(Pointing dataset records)
============================================================

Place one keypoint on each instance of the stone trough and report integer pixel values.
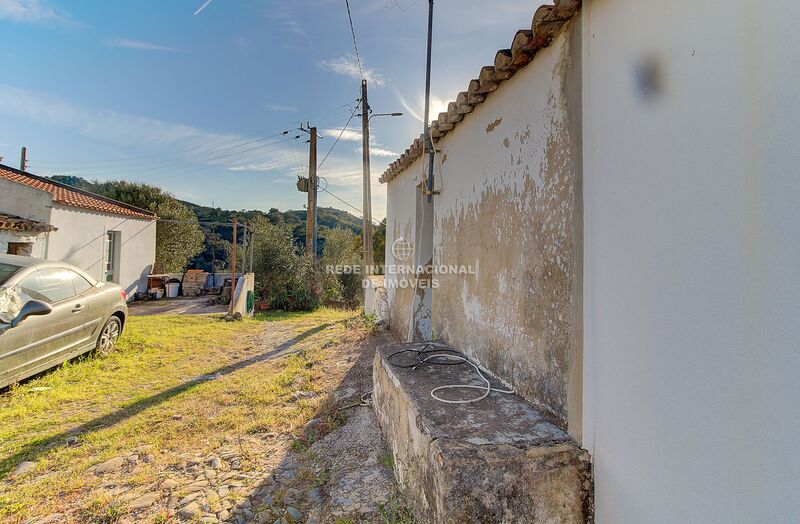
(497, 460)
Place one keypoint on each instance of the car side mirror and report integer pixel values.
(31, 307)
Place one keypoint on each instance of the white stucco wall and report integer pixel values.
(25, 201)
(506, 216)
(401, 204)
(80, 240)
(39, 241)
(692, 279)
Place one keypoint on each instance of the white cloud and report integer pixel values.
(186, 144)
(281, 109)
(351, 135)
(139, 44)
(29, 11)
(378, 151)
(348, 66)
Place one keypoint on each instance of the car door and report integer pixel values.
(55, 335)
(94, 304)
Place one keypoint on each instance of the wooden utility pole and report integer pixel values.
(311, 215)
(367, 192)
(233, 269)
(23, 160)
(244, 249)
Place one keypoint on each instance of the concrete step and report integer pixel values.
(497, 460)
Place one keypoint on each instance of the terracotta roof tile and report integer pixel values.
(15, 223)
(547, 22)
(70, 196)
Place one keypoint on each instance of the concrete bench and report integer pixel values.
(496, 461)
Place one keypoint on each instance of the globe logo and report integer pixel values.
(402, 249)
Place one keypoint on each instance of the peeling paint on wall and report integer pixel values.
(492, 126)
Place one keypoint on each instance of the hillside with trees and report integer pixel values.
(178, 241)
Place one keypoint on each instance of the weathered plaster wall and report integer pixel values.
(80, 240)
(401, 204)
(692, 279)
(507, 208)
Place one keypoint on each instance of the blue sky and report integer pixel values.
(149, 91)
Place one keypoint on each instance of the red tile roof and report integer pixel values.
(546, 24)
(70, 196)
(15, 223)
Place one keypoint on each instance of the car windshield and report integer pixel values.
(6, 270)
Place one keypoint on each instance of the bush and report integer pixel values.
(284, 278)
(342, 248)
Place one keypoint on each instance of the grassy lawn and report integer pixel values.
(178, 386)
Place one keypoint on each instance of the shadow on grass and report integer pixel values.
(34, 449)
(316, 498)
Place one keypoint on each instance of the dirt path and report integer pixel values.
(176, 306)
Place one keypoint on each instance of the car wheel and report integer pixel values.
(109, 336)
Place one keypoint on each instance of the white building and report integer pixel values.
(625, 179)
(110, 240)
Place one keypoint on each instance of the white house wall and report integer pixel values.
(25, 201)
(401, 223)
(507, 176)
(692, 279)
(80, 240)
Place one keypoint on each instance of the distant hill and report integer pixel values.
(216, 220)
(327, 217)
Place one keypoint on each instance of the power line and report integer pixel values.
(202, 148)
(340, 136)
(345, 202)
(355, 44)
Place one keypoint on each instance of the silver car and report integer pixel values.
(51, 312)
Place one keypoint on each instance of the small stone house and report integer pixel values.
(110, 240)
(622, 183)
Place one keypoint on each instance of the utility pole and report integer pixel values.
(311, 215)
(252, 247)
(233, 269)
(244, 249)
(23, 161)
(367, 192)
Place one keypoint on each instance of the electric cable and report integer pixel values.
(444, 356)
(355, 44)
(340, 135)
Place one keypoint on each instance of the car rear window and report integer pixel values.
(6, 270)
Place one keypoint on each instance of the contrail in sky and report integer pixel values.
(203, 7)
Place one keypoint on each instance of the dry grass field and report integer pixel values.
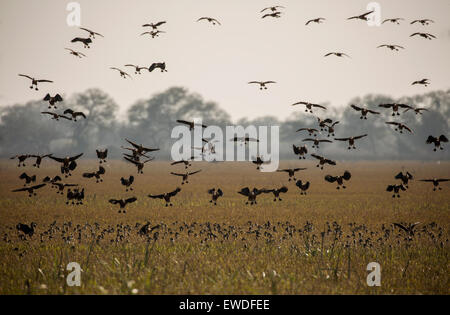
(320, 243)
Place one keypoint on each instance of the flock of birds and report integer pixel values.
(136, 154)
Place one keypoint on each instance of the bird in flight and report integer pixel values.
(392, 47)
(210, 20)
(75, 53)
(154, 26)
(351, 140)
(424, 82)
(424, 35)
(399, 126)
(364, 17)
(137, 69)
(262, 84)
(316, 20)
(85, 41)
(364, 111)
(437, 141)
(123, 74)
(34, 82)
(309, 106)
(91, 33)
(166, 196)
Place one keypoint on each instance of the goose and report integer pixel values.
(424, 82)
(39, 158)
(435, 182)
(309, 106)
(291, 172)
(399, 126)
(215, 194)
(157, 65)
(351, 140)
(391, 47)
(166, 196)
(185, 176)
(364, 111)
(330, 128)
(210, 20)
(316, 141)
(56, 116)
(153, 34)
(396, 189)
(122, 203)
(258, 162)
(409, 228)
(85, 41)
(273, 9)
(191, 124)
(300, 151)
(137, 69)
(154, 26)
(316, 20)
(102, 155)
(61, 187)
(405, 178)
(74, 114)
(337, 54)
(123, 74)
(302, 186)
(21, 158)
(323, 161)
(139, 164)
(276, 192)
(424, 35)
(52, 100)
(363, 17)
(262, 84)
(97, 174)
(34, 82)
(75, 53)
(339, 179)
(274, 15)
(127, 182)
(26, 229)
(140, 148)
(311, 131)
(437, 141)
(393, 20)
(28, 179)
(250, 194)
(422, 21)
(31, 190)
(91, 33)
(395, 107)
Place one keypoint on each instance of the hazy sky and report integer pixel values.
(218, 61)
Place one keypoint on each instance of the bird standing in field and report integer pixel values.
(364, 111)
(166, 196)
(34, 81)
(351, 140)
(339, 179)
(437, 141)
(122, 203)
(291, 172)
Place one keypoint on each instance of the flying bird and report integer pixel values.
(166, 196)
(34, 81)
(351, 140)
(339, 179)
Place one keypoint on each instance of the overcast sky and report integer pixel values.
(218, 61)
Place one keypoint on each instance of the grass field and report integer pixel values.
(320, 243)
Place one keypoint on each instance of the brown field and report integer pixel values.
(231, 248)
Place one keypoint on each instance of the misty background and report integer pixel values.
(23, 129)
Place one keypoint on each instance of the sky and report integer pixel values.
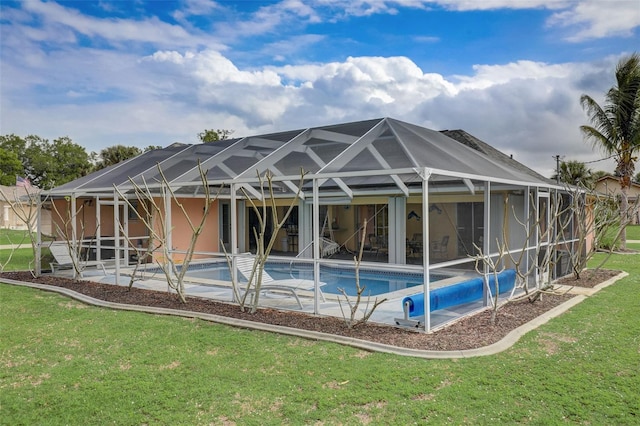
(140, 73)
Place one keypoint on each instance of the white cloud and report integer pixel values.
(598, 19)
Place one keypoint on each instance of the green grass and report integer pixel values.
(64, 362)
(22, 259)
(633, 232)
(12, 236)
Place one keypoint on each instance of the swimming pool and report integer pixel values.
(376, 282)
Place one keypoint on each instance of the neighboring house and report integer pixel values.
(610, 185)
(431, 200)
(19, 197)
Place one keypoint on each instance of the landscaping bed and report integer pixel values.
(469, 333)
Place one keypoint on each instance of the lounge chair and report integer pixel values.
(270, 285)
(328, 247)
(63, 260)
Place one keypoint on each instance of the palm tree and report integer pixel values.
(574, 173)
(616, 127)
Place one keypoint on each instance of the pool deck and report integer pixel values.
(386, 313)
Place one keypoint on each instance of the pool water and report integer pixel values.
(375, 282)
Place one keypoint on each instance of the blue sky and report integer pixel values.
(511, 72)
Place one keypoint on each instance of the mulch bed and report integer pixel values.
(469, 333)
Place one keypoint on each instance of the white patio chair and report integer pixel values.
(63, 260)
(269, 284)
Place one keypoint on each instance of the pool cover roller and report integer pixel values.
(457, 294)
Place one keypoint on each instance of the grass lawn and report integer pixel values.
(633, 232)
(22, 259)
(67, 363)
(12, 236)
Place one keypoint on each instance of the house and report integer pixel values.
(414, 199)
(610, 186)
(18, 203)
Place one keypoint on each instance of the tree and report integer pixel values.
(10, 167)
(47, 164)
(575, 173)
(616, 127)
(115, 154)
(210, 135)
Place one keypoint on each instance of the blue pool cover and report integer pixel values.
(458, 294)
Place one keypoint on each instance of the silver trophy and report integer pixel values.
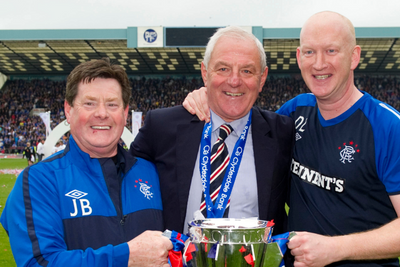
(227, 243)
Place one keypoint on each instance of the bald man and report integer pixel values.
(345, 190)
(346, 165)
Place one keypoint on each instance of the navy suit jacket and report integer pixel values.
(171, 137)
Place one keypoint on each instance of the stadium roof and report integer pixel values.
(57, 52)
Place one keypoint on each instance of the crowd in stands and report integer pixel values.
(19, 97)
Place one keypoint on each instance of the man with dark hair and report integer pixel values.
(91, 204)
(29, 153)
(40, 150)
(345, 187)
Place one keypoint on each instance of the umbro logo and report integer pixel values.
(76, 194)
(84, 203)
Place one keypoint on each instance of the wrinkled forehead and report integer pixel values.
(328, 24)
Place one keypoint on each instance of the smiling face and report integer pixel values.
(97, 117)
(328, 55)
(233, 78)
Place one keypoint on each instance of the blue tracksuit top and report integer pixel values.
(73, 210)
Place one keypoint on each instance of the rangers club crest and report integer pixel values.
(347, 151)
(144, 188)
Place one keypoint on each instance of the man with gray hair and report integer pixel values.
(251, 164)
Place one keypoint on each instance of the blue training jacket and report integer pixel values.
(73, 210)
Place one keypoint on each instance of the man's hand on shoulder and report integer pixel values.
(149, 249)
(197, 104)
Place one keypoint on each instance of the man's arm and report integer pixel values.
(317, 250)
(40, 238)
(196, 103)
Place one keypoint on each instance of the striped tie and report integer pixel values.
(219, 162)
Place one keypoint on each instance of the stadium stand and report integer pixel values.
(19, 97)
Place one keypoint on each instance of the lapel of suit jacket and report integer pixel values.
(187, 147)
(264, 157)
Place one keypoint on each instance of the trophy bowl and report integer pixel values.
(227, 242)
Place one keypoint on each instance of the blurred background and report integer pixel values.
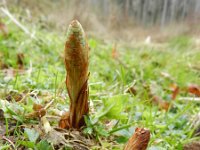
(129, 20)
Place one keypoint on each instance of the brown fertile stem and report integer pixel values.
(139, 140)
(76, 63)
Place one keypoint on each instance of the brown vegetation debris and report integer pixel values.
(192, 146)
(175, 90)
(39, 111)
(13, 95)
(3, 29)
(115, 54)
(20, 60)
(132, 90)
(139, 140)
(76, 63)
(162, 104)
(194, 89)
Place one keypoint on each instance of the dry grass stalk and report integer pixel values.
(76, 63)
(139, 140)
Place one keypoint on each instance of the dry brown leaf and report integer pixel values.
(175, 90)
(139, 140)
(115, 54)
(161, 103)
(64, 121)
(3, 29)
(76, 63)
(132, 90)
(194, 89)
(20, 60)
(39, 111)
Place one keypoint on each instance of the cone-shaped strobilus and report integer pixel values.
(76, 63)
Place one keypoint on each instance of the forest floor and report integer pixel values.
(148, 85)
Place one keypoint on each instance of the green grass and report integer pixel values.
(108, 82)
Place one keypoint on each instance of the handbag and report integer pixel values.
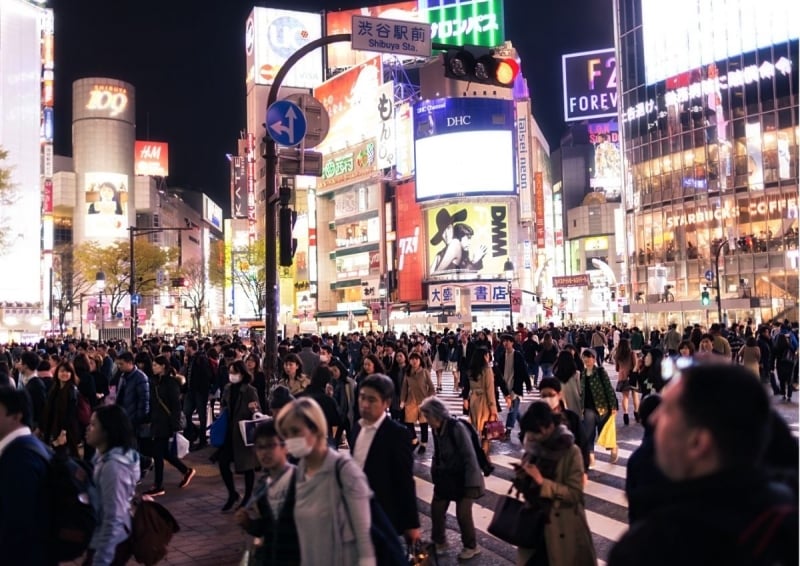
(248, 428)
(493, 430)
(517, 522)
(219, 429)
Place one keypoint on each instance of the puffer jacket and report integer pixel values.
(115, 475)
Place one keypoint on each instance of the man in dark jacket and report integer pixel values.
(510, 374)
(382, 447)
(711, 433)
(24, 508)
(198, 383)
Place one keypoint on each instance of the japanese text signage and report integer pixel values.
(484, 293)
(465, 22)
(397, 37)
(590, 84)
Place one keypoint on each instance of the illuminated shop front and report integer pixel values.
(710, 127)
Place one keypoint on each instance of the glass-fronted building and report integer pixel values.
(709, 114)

============================================================

▶ _Exercise_
What do the lines above say from the line containing "Place one keypoint on each instance of the striped" through the last line? Quote them exactly, both ends included, and leave out the pictures.

▶ _Answer for the task_
Place one keypoint on each instance of the striped tie and report integer pixel values.
(219, 162)
Place one keypoint on each instance of the stadium stand and report integer pixel values.
(19, 97)
Place one keypoint on each instance of the lapel of suit jacket and report integer pixel values.
(187, 147)
(264, 157)
Place one keypoint on each instance of the trophy bowl and report integer pixel values.
(227, 242)
Place one keypoint on each instance of the blurred background and report integer pixel values.
(129, 20)
Place one keypoint on each instance of the brown fertile stem and report integer pixel values.
(139, 140)
(76, 63)
Place one keypoint on each instance of the brown vegetation debris and report integer pixel values.
(192, 146)
(175, 90)
(39, 111)
(13, 95)
(3, 29)
(115, 54)
(20, 60)
(132, 90)
(139, 140)
(76, 63)
(162, 104)
(194, 89)
Place one keypoint on each instance of the dry grass stalk and report integer pixel values.
(76, 63)
(139, 140)
Place one keypoint on each instance of the dry brown leaf and report integer pixel values.
(175, 90)
(139, 140)
(115, 54)
(161, 103)
(64, 121)
(3, 29)
(76, 63)
(132, 90)
(194, 89)
(20, 60)
(39, 111)
Place one keypoint on each instance of the cone-shaped strobilus and report integer pixel values.
(76, 63)
Place one keypoint on each instance of the forest floor and report integer pixel values.
(148, 85)
Place one keypoint on each instance of the green grass and report integer pixel values.
(108, 82)
Place one keypoint on each instance of the handbag and report integer pixel values.
(248, 428)
(493, 430)
(517, 522)
(219, 429)
Place one keypoint on each instance of the puffer jacket and report integer pixel values.
(115, 475)
Place one keypoint on each instance of the man in dark jacket and report integer pixel values.
(510, 374)
(382, 447)
(711, 433)
(24, 508)
(198, 383)
Place one keypoint on each instance of the japanese text signage and report integer pixel values.
(484, 293)
(465, 22)
(397, 37)
(590, 84)
Place one keypoint on each instance of the illuminated shop front and report integer pixel values.
(710, 127)
Place one keypoint on each instance of the glass-fronted building and report integer pixel values.
(709, 114)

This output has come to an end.